◆ Text segment:
───

A garden fence works best when posts are set deep, the mesh is tall enough, and the bottom edge is pinned so animals can’t squeeze under.
A garden can go from “coming along” to “picked clean” in one night. Rabbits clip seedlings. Dogs bowl through beds. Deer reach right over. A good fence fixes most of that, and it does it without turning your yard into a construction zone.
This walk-through keeps things practical: how to pick a fence that matches the animal you’re dealing with, how to set posts so the line stays straight, and how to finish the bottom edge so critters don’t treat it like a welcome mat.
Pick The Fence Style That Matches The Problem
Start by naming the intruder. The fence that stops rabbits can fail against deer. The fence that stops dogs can fail against burrowing pests. Once you know the main threat, height, mesh size, and bottom treatment get clearer.
Low Jumpers And Squeezers
Rabbits, squirrels, and many small pests slip through wide openings and push under loose edges. A short fence can work if the mesh openings are small and the bottom edge is locked down.
- Height: Usually 2–3 feet is enough for rabbits if the top isn’t floppy.
- Mesh: Smaller openings reduce squeeze-through.
- Bottom edge: Pin it, bury it, or flare it outward.
Diggers And Burrowers
Groundhogs and similar pests treat a fence like a challenge coin. If they can dig at the base, they will. You’ll want either a buried skirt or an outward “apron” that stops a tunnel from starting.
If your main issue is rabbits plus diggers, a welded-wire fence with an apron gives a clean look and solid function.
Large Animals
Deer are the height test. If deer browse your beds, a short barrier won’t cut it. You’ll need a taller fence, and gates can’t be afterthoughts. One loose latch can undo hours of work.
For deer-specific height guidance and layout ideas, Penn State Extension’s page on deer damage management options gives practical ranges and tradeoffs.

───

◆ What you will do:
a – Answer these questions from the garden fence guide:
(i) What height is usually enough to keep out rabbits?
(ii) What fence does the guide suggest when the main issue is rabbits plus diggers?
(iii) Whose page does the guide point to for deer-specific height guidance?
b – Reproduce the garden fence guide word for word, everything from "If your main" down to "ranges and tradeoffs.".
This listing was drawn from a separate source.

[Pointing listing]

───

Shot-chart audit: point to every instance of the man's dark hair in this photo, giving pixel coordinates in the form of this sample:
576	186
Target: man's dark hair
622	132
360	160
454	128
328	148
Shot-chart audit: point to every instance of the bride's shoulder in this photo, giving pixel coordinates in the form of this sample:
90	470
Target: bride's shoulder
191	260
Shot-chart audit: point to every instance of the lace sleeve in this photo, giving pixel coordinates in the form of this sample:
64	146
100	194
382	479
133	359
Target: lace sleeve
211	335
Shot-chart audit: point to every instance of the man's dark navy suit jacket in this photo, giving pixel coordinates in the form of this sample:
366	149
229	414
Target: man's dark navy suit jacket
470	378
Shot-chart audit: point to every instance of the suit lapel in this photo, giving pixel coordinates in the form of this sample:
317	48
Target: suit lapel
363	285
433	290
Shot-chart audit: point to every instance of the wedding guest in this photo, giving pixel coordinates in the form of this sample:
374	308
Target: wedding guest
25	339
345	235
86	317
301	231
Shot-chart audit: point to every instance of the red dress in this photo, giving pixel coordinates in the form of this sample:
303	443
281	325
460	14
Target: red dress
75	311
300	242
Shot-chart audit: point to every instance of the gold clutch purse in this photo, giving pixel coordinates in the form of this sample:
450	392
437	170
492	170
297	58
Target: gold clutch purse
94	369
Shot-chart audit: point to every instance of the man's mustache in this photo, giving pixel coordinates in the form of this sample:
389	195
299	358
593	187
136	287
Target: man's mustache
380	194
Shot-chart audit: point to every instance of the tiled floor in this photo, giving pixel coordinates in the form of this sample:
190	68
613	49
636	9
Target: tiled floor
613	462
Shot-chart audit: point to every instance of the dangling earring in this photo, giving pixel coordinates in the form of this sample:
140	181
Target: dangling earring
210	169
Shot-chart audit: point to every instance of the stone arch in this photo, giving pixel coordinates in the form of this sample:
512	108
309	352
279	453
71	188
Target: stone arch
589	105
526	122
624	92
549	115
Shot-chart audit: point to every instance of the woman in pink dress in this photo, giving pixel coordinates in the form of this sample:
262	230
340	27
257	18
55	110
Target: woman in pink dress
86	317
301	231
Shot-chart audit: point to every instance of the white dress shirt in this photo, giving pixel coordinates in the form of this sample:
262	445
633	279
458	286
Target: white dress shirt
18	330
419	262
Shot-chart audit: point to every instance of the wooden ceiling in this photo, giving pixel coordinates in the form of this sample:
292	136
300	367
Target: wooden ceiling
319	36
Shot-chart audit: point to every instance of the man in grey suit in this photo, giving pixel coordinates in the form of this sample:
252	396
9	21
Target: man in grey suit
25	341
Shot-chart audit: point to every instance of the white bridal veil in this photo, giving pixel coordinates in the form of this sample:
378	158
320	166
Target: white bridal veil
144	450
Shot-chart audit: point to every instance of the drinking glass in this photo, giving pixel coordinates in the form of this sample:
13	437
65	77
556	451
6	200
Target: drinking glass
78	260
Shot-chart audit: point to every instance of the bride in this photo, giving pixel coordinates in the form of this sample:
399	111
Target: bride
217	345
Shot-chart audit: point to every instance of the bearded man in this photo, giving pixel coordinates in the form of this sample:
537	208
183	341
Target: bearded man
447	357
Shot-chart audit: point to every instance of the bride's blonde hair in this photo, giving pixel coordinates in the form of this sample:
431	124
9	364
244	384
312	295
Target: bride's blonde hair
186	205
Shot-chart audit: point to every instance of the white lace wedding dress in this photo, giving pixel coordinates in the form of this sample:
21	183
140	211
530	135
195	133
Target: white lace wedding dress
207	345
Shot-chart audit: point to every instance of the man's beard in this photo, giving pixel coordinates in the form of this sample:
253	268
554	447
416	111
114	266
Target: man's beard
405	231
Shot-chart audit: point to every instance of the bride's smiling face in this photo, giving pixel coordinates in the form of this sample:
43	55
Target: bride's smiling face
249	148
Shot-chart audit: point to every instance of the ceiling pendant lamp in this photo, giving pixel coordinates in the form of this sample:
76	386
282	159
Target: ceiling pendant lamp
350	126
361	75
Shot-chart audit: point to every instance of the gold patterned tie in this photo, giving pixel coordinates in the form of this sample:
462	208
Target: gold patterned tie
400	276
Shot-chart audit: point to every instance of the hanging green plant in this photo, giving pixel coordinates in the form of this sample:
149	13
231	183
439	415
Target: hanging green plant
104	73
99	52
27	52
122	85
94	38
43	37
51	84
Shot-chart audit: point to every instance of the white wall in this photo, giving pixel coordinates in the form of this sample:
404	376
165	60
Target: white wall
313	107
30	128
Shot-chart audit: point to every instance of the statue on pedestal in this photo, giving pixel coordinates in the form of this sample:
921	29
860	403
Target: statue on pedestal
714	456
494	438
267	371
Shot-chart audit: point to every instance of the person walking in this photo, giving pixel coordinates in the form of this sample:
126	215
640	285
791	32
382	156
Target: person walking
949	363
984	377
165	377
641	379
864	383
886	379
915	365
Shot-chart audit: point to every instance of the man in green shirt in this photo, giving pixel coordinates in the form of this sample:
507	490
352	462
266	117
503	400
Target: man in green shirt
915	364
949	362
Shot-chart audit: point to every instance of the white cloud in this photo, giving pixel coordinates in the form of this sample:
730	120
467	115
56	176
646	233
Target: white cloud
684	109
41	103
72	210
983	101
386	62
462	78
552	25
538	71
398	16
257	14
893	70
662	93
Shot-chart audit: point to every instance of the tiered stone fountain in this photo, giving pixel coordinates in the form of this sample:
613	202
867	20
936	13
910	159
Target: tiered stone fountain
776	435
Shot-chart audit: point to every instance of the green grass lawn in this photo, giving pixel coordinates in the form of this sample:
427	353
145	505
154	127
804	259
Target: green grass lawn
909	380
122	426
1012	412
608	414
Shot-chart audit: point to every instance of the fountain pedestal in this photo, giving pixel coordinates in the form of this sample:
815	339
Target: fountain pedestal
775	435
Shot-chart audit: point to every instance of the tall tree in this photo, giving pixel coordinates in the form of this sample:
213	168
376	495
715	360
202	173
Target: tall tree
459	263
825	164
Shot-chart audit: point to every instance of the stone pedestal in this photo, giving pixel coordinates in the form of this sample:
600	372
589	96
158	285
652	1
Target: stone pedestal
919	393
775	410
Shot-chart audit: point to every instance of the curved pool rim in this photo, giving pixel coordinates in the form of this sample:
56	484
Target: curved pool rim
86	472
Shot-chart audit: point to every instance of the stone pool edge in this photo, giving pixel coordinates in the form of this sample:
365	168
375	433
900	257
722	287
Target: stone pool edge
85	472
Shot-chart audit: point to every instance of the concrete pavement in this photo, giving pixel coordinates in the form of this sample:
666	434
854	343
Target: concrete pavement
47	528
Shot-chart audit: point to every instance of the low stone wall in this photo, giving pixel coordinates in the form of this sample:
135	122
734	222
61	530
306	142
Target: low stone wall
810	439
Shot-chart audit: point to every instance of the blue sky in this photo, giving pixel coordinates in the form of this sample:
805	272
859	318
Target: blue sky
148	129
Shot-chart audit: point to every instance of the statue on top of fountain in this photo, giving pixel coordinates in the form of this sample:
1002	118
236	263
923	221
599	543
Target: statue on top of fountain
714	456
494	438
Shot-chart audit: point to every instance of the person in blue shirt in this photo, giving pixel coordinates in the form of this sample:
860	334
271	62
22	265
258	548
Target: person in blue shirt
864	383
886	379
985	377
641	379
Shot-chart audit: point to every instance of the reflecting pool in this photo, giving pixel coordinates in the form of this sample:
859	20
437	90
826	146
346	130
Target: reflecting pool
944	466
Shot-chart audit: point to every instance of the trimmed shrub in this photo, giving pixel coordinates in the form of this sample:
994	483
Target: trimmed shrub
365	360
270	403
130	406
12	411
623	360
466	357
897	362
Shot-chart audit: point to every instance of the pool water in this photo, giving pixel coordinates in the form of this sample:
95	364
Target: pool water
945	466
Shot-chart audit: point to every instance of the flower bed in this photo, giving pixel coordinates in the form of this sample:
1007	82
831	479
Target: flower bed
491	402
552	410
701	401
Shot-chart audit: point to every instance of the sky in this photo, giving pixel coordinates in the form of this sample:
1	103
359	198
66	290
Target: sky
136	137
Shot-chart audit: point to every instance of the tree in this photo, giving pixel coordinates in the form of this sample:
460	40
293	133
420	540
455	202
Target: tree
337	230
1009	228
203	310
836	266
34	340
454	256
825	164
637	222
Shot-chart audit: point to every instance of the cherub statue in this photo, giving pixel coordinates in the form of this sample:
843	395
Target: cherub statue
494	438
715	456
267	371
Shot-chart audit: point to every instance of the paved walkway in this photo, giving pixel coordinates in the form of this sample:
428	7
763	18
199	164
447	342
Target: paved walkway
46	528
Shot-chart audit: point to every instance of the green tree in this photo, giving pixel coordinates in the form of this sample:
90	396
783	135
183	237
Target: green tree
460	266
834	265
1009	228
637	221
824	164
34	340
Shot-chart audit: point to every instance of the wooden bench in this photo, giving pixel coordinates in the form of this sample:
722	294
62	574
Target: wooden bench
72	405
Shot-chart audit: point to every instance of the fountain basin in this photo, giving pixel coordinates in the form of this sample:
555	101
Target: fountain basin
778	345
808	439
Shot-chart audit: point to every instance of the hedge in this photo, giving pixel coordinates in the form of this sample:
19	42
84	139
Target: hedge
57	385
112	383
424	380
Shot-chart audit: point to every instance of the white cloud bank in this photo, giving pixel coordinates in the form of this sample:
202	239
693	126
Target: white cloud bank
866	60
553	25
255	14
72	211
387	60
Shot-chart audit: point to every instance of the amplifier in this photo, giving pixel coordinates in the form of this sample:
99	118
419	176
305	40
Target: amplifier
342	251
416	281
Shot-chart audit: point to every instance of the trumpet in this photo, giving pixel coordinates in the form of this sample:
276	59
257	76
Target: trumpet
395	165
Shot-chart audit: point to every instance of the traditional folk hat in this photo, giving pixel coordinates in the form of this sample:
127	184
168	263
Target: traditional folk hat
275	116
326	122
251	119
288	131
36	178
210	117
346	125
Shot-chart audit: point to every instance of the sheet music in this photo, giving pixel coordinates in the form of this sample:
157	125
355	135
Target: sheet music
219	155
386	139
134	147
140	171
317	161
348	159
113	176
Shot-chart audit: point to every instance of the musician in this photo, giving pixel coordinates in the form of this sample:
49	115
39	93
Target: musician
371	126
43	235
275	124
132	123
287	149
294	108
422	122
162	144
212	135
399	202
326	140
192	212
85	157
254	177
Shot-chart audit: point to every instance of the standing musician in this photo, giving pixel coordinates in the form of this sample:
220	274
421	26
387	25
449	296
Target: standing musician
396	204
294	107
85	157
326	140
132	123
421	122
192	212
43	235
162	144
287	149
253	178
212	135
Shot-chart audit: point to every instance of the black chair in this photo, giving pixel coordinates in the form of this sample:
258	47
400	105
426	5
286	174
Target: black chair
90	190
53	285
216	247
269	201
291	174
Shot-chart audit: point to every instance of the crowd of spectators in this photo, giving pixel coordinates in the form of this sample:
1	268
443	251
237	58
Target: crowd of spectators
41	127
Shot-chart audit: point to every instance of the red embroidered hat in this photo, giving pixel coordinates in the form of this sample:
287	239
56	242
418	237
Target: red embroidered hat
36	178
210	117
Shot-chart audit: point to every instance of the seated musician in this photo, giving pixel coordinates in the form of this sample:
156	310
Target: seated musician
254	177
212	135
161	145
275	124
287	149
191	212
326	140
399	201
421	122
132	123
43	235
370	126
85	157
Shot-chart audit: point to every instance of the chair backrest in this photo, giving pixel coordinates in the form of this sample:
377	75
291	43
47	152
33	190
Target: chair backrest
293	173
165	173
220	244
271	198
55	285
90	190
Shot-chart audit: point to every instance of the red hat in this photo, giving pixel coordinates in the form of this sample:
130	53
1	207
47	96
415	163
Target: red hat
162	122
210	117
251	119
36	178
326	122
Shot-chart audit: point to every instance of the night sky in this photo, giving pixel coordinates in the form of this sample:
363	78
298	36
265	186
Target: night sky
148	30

───

◆ Solutions:
a –
(i) Usually 2–3 feet, if the top isn't floppy.
(ii) A welded-wire fence with an apron.
(iii) Penn State Extension's page on deer damage management options.

b –
If your main issue is rabbits plus diggers, a welded-wire fence with an apron gives a clean look and solid function.
Large Animals
Deer are the height test. If deer browse your beds, a short barrier won’t cut it. You’ll need a taller fence, and gates can’t be afterthoughts. One loose latch can undo hours of work.
For deer-specific height guidance and layout ideas, Penn State Extension’s page on deer damage management options gives practical ranges and tradeoffs.